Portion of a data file
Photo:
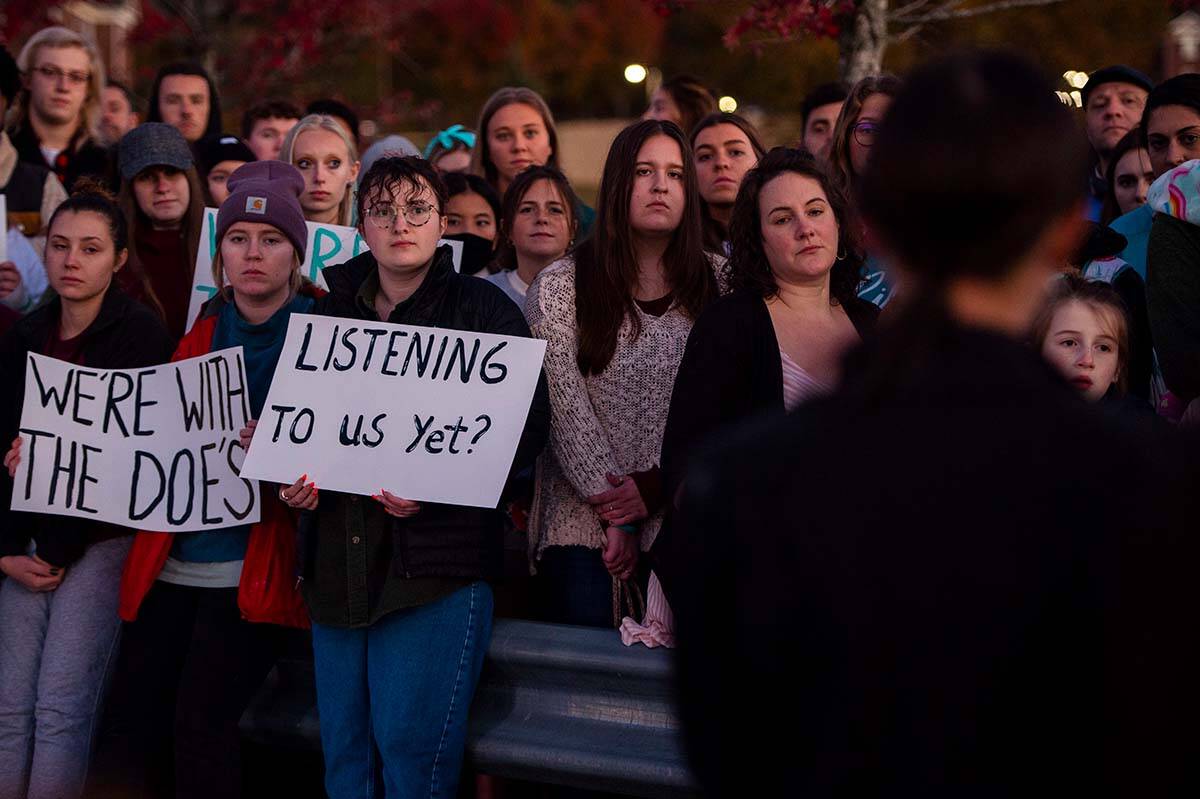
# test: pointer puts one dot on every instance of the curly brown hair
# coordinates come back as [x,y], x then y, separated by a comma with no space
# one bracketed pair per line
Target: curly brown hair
[749,268]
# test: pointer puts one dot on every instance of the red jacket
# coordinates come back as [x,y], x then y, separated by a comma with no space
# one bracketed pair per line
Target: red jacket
[268,588]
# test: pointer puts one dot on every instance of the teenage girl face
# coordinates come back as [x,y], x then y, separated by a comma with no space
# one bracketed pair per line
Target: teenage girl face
[657,203]
[219,180]
[55,90]
[1081,344]
[328,172]
[664,108]
[874,109]
[1173,134]
[163,196]
[81,258]
[799,230]
[257,259]
[469,212]
[400,245]
[1132,179]
[544,223]
[723,155]
[517,139]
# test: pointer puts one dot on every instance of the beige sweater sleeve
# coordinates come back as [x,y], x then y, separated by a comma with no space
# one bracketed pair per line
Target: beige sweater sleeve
[576,437]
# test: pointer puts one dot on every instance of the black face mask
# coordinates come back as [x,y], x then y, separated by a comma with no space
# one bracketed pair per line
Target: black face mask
[477,252]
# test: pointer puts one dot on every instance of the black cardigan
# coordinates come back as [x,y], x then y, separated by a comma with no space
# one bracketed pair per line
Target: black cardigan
[125,335]
[731,371]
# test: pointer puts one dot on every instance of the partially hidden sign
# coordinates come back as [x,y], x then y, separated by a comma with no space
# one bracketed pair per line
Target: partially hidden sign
[328,246]
[153,449]
[425,413]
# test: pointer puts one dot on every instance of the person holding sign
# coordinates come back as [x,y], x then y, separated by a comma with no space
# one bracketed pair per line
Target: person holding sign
[325,155]
[401,612]
[58,601]
[616,317]
[163,202]
[208,611]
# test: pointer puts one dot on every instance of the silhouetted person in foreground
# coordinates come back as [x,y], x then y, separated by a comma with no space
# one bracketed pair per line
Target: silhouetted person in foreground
[923,584]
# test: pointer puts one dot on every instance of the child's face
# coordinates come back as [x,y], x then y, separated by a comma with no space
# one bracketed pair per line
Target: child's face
[1083,346]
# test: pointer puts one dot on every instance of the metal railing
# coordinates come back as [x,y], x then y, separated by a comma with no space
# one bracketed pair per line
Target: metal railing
[557,704]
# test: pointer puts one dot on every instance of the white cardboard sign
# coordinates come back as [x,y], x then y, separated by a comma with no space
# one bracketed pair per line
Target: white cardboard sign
[429,414]
[153,449]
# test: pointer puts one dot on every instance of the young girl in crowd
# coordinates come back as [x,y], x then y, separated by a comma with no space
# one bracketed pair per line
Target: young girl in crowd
[472,206]
[322,149]
[401,612]
[163,202]
[615,317]
[778,340]
[682,100]
[1128,178]
[449,150]
[852,140]
[725,148]
[58,602]
[1084,332]
[209,611]
[517,132]
[538,226]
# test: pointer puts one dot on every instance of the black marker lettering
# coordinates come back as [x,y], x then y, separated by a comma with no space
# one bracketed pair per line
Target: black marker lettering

Stated goal:
Render every line of the entries above as a JSON array of strings, one string per line, with blank lines skipped. Leave the pictures out of the output.

Response below:
[
  "Photo:",
  "# test: pointer puts one dot on every instance of the curly brown hair",
  "# coordinates come back as [x,y], x then y, separated by a comma with no space",
  "# one bracketed pair per line",
  "Target: curly brown hair",
  "[749,268]",
  "# test: pointer puts one dot on every instance of the red jacket",
  "# coordinates come back as [x,y], x then y, separated by a comma with no space",
  "# one bracketed pair per line",
  "Target: red jacket",
  "[268,588]",
  "# test: pointer puts one dot on every instance of the teenage girl face",
  "# coordinates come back as [x,y], x then y, separated by a comma with no space",
  "# one bracketed pair per line",
  "Target: teenage girl face",
  "[657,203]",
  "[219,180]",
  "[55,90]",
  "[1081,344]",
  "[328,172]",
  "[664,108]",
  "[874,109]",
  "[1173,134]",
  "[163,196]",
  "[81,258]",
  "[799,230]",
  "[257,259]",
  "[469,212]",
  "[400,245]",
  "[1132,179]",
  "[544,223]",
  "[723,155]",
  "[517,139]",
  "# test: pointer puts one dot on every instance of the beige sweater sleeve",
  "# coordinates come back as [x,y], x then y, separated by a comma with no space",
  "# one bracketed pair per line",
  "Target: beige sweater sleeve",
  "[576,437]",
  "# test: pointer puts one dot on every instance of the black face mask",
  "# coordinates come back as [x,y], x then y, separated by a comma with no space",
  "# one bracketed pair per line",
  "Target: black face mask",
  "[477,252]",
  "# test: pointer puts one dot on every instance of the black cardigan",
  "# coordinates come back as [x,y], x then y, separated by a comma with no space",
  "# one bracketed pair per line",
  "Target: black cardigan",
  "[125,335]",
  "[731,371]",
  "# test: pointer puts one dot on every instance of the partially hidden sign",
  "# coordinates come back as [x,y], x then y, separated by a comma with no space",
  "# one bracketed pair per line",
  "Target: partially hidden sign",
  "[328,246]",
  "[153,449]",
  "[425,413]",
  "# test: pointer puts one dot on every instance of the person holding sign",
  "# coordinates come back as [x,y], x then y, separated by a comma with no space",
  "# one bracketed pair per line",
  "Target: person holding sign",
  "[325,155]",
  "[401,612]",
  "[58,601]",
  "[616,317]",
  "[163,202]",
  "[208,611]",
  "# test: pointer puts one dot on every instance of the silhouetted person in foreground",
  "# coordinates come back as [x,y], x then y, separated by a comma with no space",
  "# one bracketed pair per line",
  "Target: silhouetted person in foreground",
  "[923,584]",
  "# test: pointer puts one dot on every instance of the child's face",
  "# coordinates come back as [x,y], x then y, separated by a comma with no space",
  "# one bracketed pair per line",
  "Target: child's face",
  "[1083,346]",
  "# test: pointer puts one dot on every instance of the metal railing",
  "# coordinates come back as [x,y], x then y, separated by a comma with no space",
  "# one bracketed pair per line",
  "Target: metal railing",
  "[557,704]",
  "# test: pointer puts one dot on every instance of the white cardboard sign",
  "# coordinates come back as [x,y], x then y, separated by a comma with no space",
  "# one bracketed pair per line",
  "Target: white cardboard sign",
  "[429,414]",
  "[153,449]",
  "# test: pointer puts one dot on every instance of the young girl in crowd",
  "# coordinates come back as [x,y], x then y, separated by a comma with no space",
  "# one bracketed pair per line",
  "Target: young girl in crowd",
  "[472,206]",
  "[322,149]",
  "[401,612]",
  "[163,202]",
  "[615,317]",
  "[778,340]",
  "[682,100]",
  "[1128,178]",
  "[449,150]",
  "[852,140]",
  "[725,148]",
  "[58,602]",
  "[1084,332]",
  "[209,611]",
  "[517,132]",
  "[538,226]",
  "# test: pointer puts one dot on every instance of the black marker lettering",
  "# coordinates come back as [x,y], x then y, separated by a comma with no space",
  "# one bracketed pair per line",
  "Target: black marker lettering"
]